Por todas estas razões, não quis intervir nas discussões levantadas pelos posts sobre a religão, quando muitos participantes partem confundem a discussão teorética sobre existência de Deus e um ataque às suas convicções. Por isso, defendo o seguinte: alguém que se sente melindrado com alguns argumentos, julgando que estão a colidir com as suas crenças, não quer saber de discussao teorética sobre Deus para nada.

Uma história em jeito de provocação:
Há uns anos foi convidado para um programa televisivo, "Travessa do Cotovelo" um filósofo chamado Orlando Vitorino. Nesse programa havia uma tia de Cascais que achava que podia discutir tudo e mais alguma coisa, até mesmo os problemas filosóficos trazidos à discussão eram de fácil resolução para ela. Ora, foi confrontada com a constatação feita pelo filosofo de que não pensava. Ela ficou chocada e eu como formado em Filosofia ficou igualmente chocado. Pensei, pensei e voltei a pensar no que aquele arrogante queria dizer com isso. E a verdade é que começo a dar-lhe razão. Todos nós pensamos, isso é indiscutivel, mas nem todos pensamos da mesma maneira. A matemática e a filosofia ensinam-nos a usar correctamente o nosso pensamento. POr isso, eu que não sou matemático nem filosofo, admiro os matematicos e os filosofos. E não caio na tentação de que, pelo facto de me interessar pelos mesmos temas que eles, poderei ser tão bom quanto eles. Isso é que é arrogância, pensarmos que estamos ao nível dos especialistas num dado problema.

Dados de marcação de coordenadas
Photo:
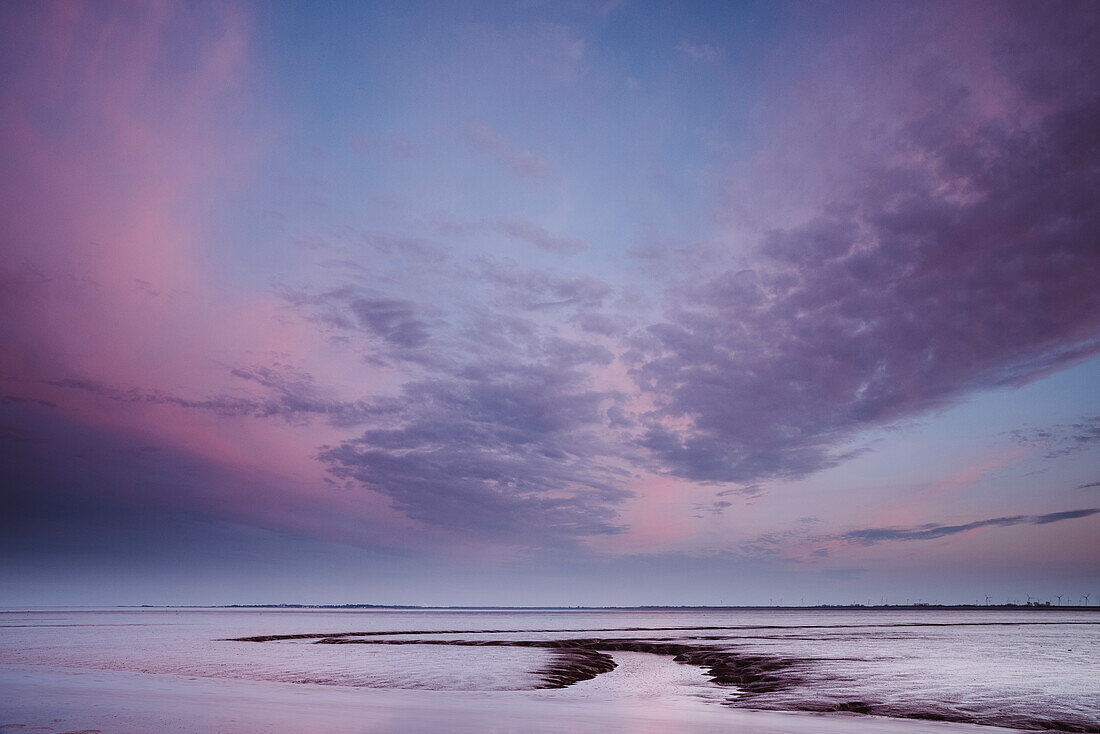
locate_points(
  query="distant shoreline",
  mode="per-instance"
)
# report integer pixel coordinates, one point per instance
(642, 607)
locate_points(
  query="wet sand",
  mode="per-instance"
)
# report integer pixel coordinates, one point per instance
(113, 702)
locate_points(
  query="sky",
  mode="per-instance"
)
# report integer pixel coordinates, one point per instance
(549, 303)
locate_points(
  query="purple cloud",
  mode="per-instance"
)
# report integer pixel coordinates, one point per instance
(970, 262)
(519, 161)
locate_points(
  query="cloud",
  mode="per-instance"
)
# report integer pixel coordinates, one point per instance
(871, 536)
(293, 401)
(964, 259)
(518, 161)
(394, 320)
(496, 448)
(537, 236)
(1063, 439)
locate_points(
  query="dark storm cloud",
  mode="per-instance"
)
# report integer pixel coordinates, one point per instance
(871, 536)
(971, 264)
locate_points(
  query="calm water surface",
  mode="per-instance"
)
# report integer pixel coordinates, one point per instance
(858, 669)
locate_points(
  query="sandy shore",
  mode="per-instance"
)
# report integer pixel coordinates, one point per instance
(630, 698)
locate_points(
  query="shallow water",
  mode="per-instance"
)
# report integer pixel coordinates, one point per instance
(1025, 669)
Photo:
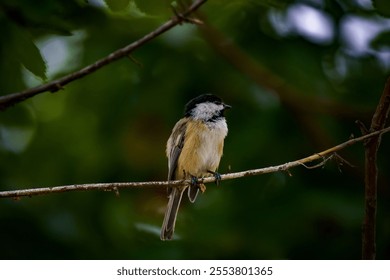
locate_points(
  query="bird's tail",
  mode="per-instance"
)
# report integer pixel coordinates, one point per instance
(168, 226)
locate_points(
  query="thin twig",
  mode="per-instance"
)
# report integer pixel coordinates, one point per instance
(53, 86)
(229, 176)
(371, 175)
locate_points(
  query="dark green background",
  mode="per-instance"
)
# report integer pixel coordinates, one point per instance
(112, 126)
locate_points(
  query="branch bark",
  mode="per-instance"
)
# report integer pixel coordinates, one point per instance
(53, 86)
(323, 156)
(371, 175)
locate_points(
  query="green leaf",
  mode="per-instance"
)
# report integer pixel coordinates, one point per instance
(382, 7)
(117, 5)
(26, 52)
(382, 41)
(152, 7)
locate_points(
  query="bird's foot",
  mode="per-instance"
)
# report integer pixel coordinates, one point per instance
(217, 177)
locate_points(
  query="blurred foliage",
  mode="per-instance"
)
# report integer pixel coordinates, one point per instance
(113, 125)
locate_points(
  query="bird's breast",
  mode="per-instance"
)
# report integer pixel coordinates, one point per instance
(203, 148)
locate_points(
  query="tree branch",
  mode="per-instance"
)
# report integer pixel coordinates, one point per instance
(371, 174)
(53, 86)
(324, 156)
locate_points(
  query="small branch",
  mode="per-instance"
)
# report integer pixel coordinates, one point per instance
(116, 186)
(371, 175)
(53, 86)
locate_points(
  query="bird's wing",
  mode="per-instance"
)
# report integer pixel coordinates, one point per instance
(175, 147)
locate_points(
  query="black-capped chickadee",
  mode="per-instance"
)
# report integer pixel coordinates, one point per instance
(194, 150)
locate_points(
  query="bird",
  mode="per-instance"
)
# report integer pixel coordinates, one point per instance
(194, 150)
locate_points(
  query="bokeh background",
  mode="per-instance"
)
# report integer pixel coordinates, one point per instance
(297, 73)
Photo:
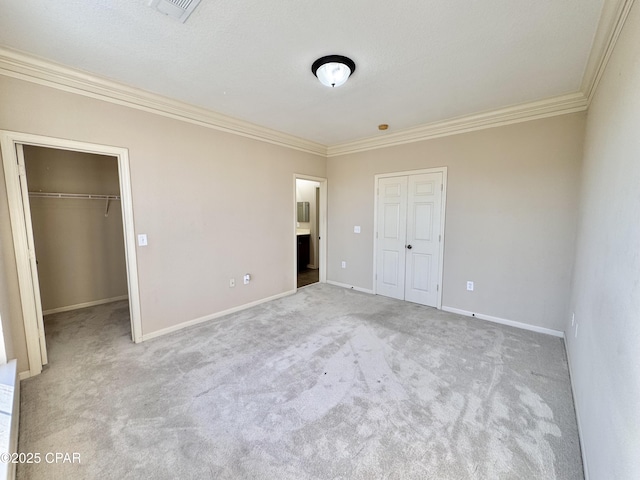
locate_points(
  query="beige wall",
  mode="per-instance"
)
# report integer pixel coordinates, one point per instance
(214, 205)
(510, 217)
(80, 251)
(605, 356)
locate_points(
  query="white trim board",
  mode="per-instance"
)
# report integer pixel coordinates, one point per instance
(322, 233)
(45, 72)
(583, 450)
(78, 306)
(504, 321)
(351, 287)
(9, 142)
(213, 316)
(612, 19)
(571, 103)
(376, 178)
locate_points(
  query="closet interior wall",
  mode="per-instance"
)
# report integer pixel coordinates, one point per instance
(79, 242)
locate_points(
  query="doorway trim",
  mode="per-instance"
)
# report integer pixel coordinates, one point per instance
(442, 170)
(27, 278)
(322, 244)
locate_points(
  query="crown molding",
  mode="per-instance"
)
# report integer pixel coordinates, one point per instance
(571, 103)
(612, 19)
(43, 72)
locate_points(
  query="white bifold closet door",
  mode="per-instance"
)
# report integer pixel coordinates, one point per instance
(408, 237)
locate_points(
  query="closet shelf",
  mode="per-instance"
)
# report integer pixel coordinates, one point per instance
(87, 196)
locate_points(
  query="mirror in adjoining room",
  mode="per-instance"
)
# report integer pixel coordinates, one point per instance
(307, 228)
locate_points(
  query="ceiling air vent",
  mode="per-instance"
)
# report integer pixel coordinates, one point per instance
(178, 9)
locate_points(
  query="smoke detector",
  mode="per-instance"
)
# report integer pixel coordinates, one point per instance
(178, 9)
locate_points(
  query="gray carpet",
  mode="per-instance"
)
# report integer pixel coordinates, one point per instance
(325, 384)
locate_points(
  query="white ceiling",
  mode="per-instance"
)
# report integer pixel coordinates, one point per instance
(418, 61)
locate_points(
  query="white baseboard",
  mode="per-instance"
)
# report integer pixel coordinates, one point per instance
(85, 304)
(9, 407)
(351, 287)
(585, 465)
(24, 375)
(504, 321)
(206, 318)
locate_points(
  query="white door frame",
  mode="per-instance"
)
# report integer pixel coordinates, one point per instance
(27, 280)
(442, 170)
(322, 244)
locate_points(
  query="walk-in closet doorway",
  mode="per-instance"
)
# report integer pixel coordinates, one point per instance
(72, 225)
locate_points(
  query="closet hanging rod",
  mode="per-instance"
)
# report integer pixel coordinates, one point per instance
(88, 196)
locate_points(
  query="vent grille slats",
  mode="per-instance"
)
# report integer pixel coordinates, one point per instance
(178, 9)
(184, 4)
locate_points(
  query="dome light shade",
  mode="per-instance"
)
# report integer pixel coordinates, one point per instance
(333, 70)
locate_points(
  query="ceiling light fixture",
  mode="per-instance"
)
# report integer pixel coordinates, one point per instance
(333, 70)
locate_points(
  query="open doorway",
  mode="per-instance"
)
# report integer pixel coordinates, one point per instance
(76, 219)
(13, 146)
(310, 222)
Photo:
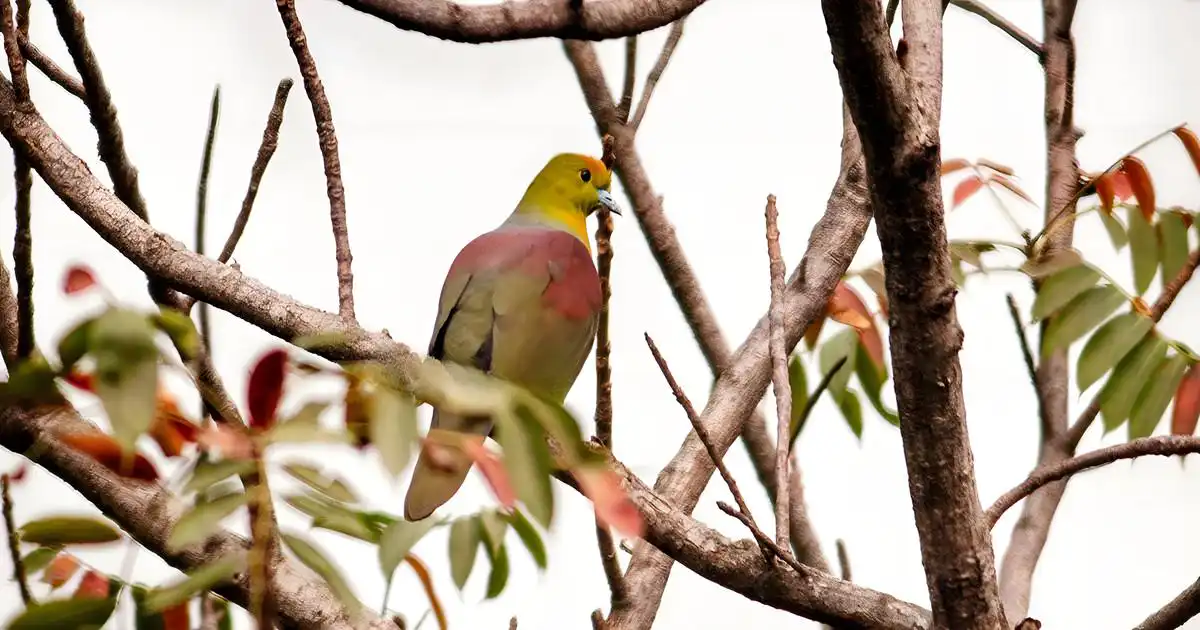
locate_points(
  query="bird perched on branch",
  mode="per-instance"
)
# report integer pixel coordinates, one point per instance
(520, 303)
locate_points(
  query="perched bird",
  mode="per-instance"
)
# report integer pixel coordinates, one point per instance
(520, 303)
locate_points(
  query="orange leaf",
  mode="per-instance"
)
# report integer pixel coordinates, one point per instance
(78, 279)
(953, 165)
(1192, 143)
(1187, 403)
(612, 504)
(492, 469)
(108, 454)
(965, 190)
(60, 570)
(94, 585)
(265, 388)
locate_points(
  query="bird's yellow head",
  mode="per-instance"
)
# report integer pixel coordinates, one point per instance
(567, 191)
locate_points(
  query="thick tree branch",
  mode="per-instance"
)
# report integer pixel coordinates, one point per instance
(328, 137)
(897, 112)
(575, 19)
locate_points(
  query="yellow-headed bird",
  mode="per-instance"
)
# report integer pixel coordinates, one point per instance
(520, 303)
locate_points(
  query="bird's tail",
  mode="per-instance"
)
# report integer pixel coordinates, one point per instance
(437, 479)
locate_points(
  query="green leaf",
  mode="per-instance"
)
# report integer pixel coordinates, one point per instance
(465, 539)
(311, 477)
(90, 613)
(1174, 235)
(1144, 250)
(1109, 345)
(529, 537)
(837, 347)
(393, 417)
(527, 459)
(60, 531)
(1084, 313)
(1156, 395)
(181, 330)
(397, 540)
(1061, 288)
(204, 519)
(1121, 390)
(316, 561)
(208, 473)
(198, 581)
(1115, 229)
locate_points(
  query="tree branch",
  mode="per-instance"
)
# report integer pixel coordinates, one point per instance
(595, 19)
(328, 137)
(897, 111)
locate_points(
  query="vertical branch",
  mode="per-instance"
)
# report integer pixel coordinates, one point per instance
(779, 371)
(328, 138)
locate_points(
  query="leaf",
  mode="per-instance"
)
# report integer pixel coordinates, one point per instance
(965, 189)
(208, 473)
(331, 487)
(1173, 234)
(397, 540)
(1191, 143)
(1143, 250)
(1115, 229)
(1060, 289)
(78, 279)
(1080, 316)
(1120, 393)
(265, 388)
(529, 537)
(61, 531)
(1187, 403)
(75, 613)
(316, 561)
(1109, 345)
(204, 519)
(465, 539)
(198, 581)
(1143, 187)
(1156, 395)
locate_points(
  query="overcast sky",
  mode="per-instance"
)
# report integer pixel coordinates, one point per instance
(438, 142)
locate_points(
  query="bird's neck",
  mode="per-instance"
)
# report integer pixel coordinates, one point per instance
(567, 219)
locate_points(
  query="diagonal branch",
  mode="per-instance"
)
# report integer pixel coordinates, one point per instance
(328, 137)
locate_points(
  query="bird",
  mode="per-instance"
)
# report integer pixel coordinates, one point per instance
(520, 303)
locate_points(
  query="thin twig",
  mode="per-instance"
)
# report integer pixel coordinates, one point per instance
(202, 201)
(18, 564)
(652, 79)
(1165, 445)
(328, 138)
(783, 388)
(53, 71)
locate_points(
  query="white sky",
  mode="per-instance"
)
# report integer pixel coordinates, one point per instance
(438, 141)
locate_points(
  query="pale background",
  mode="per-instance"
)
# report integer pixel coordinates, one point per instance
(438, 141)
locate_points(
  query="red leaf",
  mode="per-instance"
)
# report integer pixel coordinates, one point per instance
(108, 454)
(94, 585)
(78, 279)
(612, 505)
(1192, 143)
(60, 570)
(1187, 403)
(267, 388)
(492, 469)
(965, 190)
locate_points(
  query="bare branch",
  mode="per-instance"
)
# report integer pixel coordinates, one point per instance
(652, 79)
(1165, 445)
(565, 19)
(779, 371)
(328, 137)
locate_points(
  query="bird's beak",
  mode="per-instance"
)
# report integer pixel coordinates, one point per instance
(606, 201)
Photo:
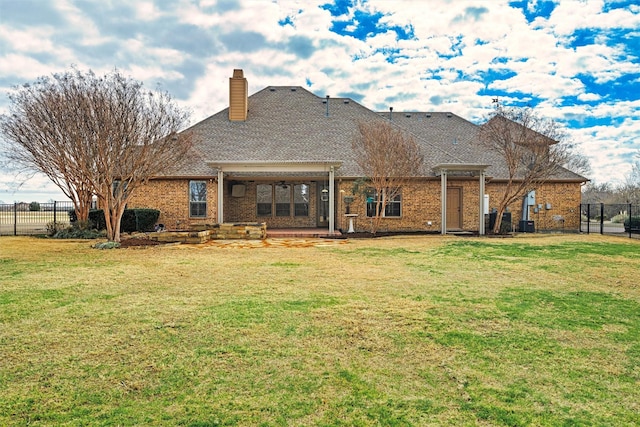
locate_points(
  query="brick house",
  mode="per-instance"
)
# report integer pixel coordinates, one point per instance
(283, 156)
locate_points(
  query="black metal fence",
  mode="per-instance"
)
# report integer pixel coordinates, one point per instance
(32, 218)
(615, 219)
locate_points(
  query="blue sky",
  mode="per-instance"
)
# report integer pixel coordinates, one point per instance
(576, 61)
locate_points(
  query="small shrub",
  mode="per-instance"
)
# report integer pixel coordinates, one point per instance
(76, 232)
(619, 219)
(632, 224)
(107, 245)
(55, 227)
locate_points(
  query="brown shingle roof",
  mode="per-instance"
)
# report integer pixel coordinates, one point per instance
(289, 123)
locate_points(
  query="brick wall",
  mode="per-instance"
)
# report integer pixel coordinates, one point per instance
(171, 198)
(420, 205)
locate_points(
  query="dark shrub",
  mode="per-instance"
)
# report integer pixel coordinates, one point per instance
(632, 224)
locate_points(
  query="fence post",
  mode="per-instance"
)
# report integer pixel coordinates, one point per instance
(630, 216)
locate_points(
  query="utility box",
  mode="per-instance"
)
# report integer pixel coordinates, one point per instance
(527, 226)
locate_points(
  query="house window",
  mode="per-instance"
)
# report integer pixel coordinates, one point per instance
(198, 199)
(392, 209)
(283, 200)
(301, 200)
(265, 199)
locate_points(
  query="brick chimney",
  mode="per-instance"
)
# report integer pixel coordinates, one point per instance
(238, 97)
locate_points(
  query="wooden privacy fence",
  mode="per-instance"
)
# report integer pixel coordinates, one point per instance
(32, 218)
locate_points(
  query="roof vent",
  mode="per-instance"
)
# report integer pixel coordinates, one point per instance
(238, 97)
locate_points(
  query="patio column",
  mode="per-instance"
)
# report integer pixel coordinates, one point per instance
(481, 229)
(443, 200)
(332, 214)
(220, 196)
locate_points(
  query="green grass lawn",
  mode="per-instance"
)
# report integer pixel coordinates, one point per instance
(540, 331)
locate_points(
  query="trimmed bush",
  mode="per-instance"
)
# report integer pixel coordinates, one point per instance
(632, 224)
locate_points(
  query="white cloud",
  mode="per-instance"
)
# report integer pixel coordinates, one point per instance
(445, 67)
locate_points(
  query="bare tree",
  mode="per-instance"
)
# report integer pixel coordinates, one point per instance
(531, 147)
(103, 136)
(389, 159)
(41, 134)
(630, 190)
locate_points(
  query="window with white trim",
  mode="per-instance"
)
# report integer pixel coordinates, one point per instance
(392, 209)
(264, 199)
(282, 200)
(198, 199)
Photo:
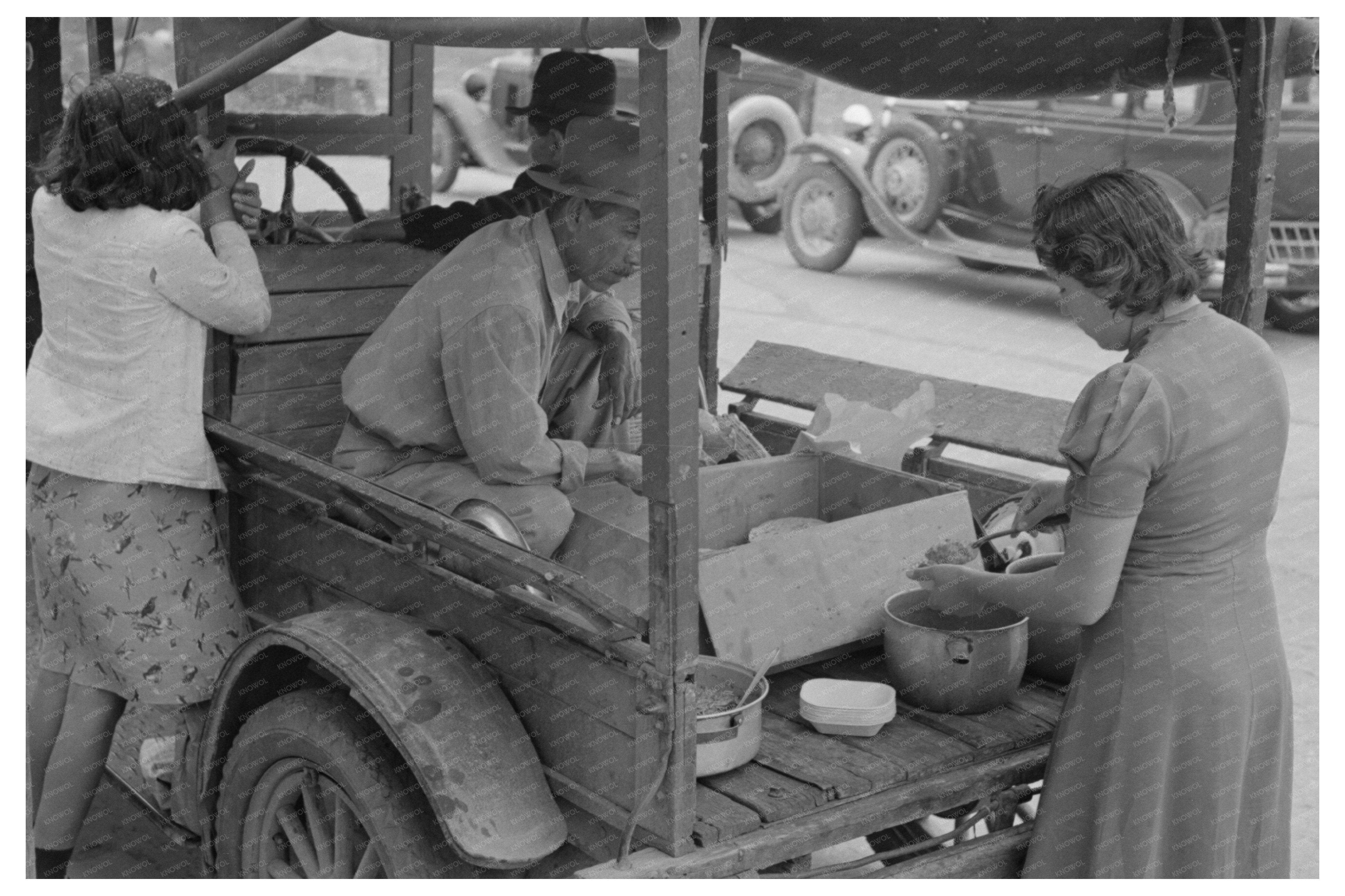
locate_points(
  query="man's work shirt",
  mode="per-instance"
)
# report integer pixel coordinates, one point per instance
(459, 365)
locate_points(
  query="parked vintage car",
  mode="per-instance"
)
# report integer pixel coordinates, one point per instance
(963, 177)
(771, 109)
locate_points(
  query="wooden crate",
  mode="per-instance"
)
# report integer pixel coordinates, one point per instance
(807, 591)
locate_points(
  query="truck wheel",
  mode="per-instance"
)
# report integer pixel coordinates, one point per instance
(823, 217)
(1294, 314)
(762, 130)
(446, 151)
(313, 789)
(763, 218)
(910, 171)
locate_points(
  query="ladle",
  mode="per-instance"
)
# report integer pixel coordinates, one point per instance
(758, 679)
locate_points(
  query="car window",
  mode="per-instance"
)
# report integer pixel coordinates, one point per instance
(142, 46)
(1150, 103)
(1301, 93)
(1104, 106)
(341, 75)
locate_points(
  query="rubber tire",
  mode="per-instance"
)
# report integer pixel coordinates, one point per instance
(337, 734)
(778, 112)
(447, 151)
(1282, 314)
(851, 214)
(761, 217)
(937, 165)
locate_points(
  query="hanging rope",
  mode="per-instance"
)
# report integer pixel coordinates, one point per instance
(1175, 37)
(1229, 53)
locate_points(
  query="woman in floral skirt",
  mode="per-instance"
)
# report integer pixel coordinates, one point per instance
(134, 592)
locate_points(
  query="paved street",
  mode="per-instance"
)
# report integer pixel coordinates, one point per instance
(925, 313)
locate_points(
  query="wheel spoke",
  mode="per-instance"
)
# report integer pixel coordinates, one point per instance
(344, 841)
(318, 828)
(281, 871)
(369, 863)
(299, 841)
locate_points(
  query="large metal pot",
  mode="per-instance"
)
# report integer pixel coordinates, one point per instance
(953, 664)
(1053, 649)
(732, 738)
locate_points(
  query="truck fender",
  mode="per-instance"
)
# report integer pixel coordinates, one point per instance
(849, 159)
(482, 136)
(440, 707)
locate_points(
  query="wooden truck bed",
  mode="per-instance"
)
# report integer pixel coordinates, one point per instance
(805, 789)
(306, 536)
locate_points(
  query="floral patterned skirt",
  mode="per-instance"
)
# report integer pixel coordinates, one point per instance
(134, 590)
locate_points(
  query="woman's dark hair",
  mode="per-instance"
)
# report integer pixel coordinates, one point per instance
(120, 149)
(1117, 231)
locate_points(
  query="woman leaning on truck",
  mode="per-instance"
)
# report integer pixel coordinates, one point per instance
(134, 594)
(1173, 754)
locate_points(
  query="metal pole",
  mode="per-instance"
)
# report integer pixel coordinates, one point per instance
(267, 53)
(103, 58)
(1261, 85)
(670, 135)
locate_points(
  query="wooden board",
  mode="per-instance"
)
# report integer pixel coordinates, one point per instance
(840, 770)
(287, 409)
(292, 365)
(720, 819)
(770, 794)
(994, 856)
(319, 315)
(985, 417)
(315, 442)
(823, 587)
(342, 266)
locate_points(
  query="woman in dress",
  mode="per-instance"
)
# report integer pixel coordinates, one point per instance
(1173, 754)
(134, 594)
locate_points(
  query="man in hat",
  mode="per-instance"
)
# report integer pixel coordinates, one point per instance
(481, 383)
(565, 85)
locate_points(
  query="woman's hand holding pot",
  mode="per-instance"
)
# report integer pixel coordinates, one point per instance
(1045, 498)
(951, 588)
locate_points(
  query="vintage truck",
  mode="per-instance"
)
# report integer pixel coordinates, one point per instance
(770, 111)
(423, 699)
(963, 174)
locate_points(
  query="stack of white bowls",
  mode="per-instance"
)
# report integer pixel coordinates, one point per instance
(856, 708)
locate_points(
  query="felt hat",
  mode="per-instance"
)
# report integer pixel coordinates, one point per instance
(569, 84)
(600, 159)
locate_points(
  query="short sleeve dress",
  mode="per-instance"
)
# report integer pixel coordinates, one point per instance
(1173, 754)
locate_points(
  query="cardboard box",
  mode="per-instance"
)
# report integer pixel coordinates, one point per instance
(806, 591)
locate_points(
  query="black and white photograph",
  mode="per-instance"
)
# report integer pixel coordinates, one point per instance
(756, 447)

_Conjunto de tarefas:_
a: Traduz para inglês esta frase do excerto sobre filosofia e pensamento: "A matemática e a filosofia ensinam-nos a usar correctamente o nosso pensamento."
b: Retoma o excerto sobre filosofia e pensamento a partir do ponto em que termina.

_Respostas às tarefas:_
a: Mathematics and philosophy teach us to use our thinking correctly.

b:
Wittgenstein tinha razão: aquilo sobre o qual não se pode dizer, temos de nos calar (citação livre). Onde a linguagem falha, falhará também a realidade enunciada. Assim, quem não tem argumentos, não conhece a realidade e a unica solução é ouvir quem domina a linguagem, porque este domina a realidade.

Um abraço a todos
João Vieira

Fernando Dias disse...

Caro Desidério,

Partindo do princípio que é impossível termos um fundamento último de seja o que for, inclusivé da razão, não será que o não funcionamento de certos argumentos à luz da nossa razão, não passam de mera subjectividade, mesmo tratando-se da razão? Da mesma maneira que eu digo que não gosto de morangos e ningém me poderá rebater, a não ser que devo estar parvo.

O Pai Natal como realidade linguística existe e é logicamente coerente a sua existência mesmo para dizer que é falso no mundo concreto.

Deus ou Deuses como entidade poética também existe não só em Homero mas nos poemas de muitos poetas que dizem ser ateus. A existência de Deus no domínio de muitos poemas não só faz sentido como é coerente.

Se não houver fundamentos ou fundações (quem poderá desempatar isto?), fará sentido traçar fronteiras entre metafísica e poesia acerca de questões como divino, sagrado, deus e coisas do género?

Aproveito a almofada de Wittgenstein, que foi citada pelo comentador precedente “sobre aquilo que não temos palavras para falar temos que calar” para sublinhar a minha ideia : sobre aquele domínio, se não quisermos ser fundamentalistas, só podemos ter opiniões, porque não há argumentos lógicos que possam ter alguma razoabilidade à luz da razão.

Anónimo disse...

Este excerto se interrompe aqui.